Entries from a point annotation set
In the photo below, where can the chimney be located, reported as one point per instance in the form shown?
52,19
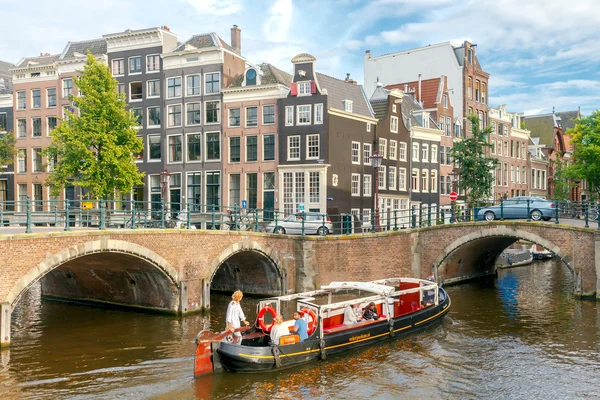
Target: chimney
236,39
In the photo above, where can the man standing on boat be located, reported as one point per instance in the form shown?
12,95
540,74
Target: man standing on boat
235,315
300,326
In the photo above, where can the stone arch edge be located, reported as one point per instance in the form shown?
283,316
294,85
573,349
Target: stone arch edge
54,261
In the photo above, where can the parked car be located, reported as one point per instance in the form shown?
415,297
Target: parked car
516,208
292,224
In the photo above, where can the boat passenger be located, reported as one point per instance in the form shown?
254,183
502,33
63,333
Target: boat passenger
352,314
300,327
235,315
370,312
278,330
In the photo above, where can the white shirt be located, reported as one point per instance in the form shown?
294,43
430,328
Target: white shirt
234,314
279,331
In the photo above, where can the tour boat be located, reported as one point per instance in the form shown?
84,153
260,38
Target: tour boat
404,306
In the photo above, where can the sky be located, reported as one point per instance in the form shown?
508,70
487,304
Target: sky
540,53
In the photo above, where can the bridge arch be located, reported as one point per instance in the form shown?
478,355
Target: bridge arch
127,250
249,266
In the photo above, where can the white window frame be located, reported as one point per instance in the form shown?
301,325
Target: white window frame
353,159
289,140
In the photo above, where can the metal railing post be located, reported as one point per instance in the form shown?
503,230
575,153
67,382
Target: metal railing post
102,221
67,217
28,212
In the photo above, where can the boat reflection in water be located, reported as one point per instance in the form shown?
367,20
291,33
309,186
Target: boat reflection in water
403,306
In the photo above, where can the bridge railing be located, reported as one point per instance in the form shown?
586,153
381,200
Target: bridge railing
125,214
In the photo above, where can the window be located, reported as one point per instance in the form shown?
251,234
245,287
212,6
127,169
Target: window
415,156
252,190
303,88
21,160
355,185
348,105
303,115
393,148
135,65
213,112
383,147
174,115
355,156
192,112
154,146
319,115
153,63
293,148
415,180
268,115
194,145
21,100
433,153
234,149
192,85
234,190
234,117
22,128
268,147
37,127
289,116
37,159
118,67
212,82
394,124
424,180
153,116
367,186
251,116
392,178
135,91
312,147
213,146
401,178
36,98
433,181
251,148
381,177
367,153
173,87
153,89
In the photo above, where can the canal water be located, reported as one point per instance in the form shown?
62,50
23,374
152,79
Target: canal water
522,336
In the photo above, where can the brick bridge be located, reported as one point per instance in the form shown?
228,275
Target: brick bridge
173,271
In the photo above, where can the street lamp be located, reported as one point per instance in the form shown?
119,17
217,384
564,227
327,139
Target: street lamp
376,159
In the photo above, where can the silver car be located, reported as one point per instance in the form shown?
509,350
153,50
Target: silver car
314,224
516,208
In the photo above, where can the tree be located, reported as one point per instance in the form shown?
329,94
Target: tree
7,149
95,147
585,138
474,165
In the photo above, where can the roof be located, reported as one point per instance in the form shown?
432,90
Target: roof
339,90
95,46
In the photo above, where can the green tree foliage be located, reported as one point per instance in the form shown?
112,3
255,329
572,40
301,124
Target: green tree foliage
95,144
474,165
7,148
585,138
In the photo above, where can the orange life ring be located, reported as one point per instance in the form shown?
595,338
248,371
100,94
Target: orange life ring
312,325
261,318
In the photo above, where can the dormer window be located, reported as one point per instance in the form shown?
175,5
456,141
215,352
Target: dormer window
348,105
251,77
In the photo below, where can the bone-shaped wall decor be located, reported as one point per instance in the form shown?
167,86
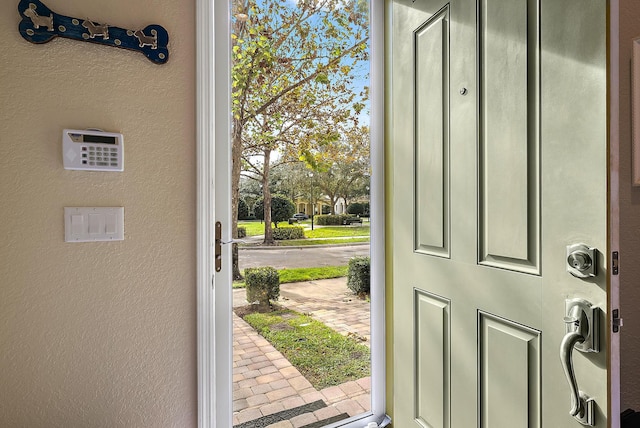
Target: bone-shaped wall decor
40,25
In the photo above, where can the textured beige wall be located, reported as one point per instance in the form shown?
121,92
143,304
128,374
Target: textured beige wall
98,334
630,218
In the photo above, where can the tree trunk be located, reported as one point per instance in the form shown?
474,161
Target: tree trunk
266,194
236,168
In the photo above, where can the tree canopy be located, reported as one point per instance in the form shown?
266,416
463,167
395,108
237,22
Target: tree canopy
294,82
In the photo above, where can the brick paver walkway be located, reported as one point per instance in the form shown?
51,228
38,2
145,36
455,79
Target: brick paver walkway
265,383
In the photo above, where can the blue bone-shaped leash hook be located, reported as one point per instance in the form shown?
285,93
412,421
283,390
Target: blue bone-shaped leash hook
40,24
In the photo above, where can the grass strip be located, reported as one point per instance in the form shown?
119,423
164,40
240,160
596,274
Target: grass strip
305,274
324,357
309,242
337,231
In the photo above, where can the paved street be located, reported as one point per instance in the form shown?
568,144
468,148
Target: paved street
290,257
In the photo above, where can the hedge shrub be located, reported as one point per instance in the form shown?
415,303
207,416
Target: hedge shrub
355,208
331,219
243,210
282,209
284,233
262,285
359,275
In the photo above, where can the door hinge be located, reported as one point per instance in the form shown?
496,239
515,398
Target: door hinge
616,321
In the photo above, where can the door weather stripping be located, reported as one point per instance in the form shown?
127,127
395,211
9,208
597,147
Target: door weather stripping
582,326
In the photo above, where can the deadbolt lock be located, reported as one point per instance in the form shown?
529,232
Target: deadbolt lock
581,260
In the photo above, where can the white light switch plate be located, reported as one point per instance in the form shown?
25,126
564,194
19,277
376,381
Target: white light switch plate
90,224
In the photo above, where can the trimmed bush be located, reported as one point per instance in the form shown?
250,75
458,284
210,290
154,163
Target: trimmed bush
355,208
282,209
284,233
243,210
331,219
359,275
263,285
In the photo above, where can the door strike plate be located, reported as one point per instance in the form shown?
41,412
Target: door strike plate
218,247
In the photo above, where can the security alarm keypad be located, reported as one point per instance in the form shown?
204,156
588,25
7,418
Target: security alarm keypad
91,150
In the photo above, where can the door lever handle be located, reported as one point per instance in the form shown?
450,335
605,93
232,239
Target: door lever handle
582,334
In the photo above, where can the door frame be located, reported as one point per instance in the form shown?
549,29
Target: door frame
613,296
214,297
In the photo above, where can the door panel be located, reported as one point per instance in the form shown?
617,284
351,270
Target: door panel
432,343
497,134
431,64
509,355
509,73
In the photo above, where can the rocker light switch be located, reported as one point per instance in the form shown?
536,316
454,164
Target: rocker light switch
90,224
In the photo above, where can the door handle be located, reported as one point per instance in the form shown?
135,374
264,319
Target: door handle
582,325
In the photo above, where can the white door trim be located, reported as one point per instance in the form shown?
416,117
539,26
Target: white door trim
213,159
614,203
214,327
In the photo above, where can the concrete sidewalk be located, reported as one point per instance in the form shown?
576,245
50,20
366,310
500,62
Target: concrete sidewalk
268,391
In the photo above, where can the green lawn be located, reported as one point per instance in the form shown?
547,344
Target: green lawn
305,242
323,356
337,231
305,274
255,227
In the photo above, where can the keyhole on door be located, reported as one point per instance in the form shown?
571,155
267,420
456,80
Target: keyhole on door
581,260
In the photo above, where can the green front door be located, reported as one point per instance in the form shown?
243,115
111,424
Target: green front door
497,142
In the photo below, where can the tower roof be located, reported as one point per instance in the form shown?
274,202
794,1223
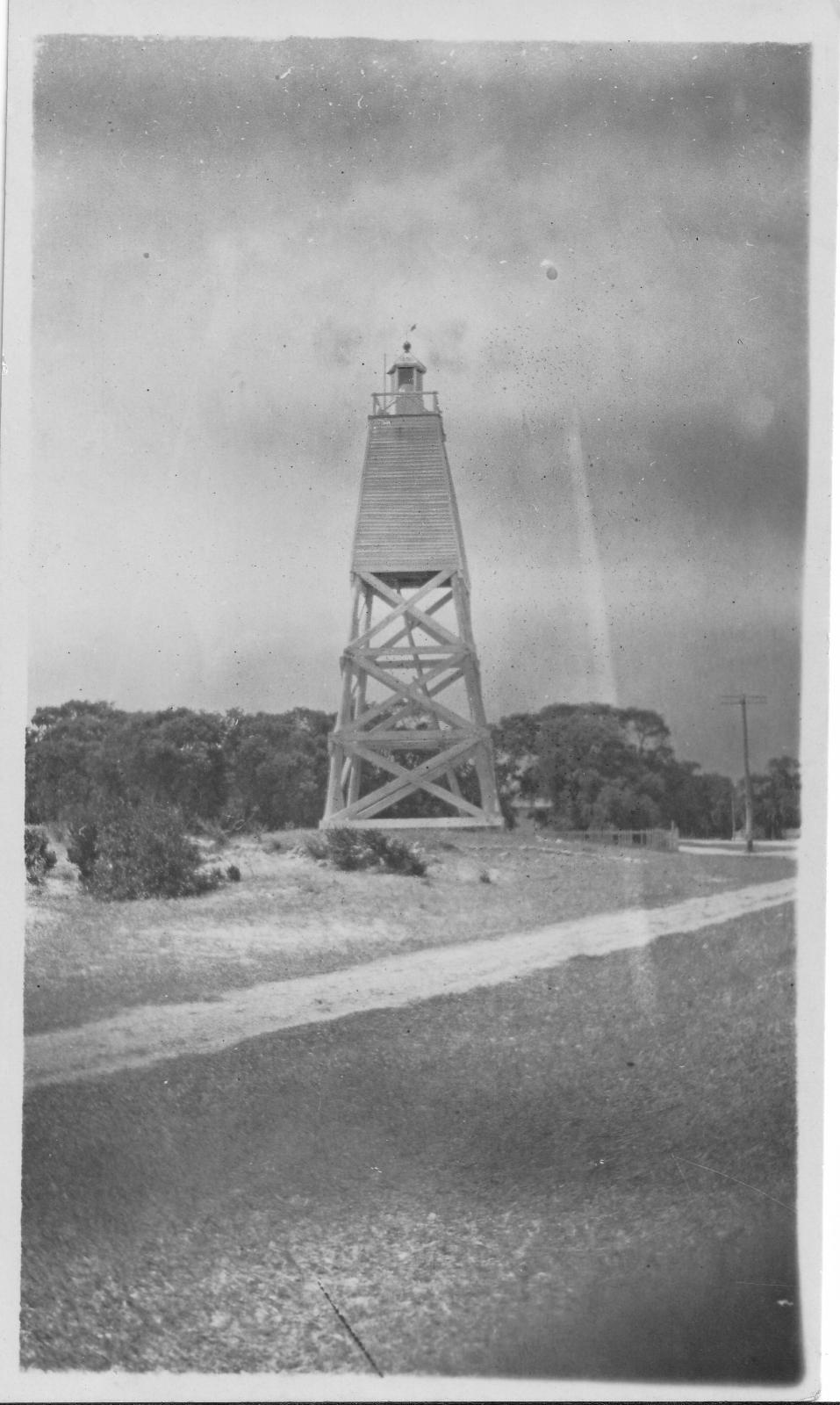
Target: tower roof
406,358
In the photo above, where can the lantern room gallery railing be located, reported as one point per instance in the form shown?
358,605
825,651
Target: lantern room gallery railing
406,402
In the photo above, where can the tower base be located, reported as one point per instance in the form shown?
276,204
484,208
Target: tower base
399,756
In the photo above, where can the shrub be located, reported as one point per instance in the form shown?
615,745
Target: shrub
39,856
140,852
353,849
82,847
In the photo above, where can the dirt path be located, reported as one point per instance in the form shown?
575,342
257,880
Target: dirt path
147,1034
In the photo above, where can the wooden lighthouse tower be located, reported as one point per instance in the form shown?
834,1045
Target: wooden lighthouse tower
411,730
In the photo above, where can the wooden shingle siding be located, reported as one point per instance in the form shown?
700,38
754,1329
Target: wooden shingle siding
407,519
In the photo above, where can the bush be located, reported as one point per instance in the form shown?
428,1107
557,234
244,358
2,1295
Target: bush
39,856
353,849
140,852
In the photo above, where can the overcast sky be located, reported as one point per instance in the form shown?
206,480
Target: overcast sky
229,235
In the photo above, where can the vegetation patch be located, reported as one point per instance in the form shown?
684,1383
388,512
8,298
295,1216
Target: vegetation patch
140,852
353,849
39,856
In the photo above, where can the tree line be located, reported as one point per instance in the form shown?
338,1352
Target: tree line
592,766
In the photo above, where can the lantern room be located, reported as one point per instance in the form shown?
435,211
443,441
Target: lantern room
406,383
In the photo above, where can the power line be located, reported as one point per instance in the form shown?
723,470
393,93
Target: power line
742,699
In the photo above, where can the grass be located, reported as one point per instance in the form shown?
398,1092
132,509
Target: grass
291,917
586,1172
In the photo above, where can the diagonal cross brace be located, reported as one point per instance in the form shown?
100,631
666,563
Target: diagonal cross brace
406,773
393,790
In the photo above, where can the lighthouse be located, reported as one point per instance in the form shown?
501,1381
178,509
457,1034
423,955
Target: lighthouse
411,746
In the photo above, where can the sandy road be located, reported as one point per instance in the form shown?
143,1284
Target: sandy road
147,1034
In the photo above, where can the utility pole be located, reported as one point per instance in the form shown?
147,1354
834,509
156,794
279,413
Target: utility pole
742,699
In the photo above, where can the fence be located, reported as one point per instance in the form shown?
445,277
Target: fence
664,840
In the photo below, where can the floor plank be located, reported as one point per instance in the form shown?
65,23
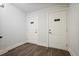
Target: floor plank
30,49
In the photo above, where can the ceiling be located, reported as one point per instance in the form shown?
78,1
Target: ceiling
30,7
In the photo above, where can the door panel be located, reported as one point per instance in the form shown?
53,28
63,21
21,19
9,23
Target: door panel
57,30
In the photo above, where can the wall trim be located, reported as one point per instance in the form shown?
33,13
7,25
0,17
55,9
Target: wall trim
11,47
71,53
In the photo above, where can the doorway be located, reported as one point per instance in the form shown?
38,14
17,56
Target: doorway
57,30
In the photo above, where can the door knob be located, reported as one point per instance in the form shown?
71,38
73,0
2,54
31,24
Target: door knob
49,29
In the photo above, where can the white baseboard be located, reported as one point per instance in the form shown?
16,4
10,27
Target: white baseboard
11,47
71,52
38,43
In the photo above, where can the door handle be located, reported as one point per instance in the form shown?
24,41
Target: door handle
50,32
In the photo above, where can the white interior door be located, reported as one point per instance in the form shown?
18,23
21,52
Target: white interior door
57,30
32,29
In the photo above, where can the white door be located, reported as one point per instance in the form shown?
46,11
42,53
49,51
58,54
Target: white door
57,30
32,29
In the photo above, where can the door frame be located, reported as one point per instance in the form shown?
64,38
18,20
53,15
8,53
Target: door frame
65,9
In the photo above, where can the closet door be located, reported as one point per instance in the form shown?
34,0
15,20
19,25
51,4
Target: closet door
57,30
32,29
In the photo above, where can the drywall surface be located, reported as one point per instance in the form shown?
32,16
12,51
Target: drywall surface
42,16
12,27
74,29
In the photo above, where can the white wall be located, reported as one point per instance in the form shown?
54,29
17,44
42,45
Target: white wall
74,29
12,27
43,22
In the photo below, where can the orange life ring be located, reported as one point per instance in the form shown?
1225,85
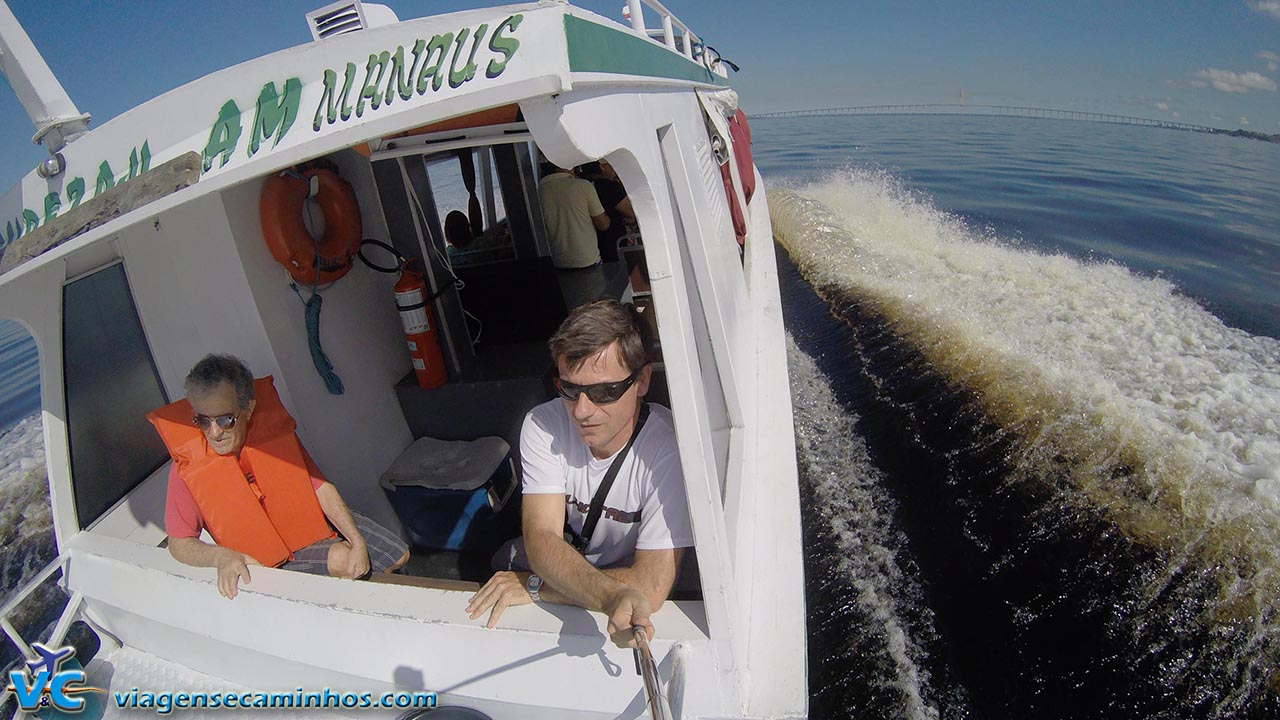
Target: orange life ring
306,259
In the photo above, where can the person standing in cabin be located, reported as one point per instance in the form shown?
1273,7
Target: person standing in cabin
599,466
240,472
617,206
572,213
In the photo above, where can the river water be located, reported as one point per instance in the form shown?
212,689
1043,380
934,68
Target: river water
1037,393
1037,388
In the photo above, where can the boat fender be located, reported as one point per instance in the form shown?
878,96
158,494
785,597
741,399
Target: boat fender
311,260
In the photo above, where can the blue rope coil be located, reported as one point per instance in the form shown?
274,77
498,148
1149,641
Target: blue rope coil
332,382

## PROBLEM STATEMENT:
Go to the line containing "In the photo above, where can the white door be" and set it down, along with every later line through the last one, exactly as written and without the pictures.

## EXERCISE RESPONSE:
In the photo above, where can the white door be located, reported as one point per instance in the form shown?
46,11
42,53
49,51
58,54
Target: white door
57,30
32,29
In the photo above, where can the door frame be located, reported as one point per instance in the form shown?
64,38
18,20
53,15
8,53
Target: door frame
65,9
In the photo above, where can the closet door be located, reported as one point per instance in the form shown?
34,0
15,20
19,25
51,4
Target: closet door
57,30
32,29
In the photo above, where can the drywall surface be located, reported as one point per instance in the form shown?
32,16
12,51
Target: drywall surface
42,16
12,27
74,29
In the photo above, where can the white wall be located, reported as one point per instance in the form shown?
54,29
17,44
42,45
Target: white wall
74,29
12,27
43,22
In the photo below, where can the orange life ring be located, reported as one point per instance in the form shown?
1225,85
Target: orange life ring
306,259
In the photo above, where can the person standing in cabin be located, reported as one point per instance in the form shown?
1273,7
Target: person standing in cabin
599,466
240,472
617,206
572,213
In the photo above, where can the river water be located, reported as one point per instance in the form shown?
212,689
1043,380
934,68
Target: river water
1037,393
1037,388
In the photo above, where can the boat fender be located, reported as one point per instance in the form shown?
878,96
158,494
785,597
741,399
Target: boat fender
311,260
In the photo above, where can the blue rope coil be located, reported as one point per instance in the form shown?
274,77
498,148
1149,641
Target: blue rope coil
332,382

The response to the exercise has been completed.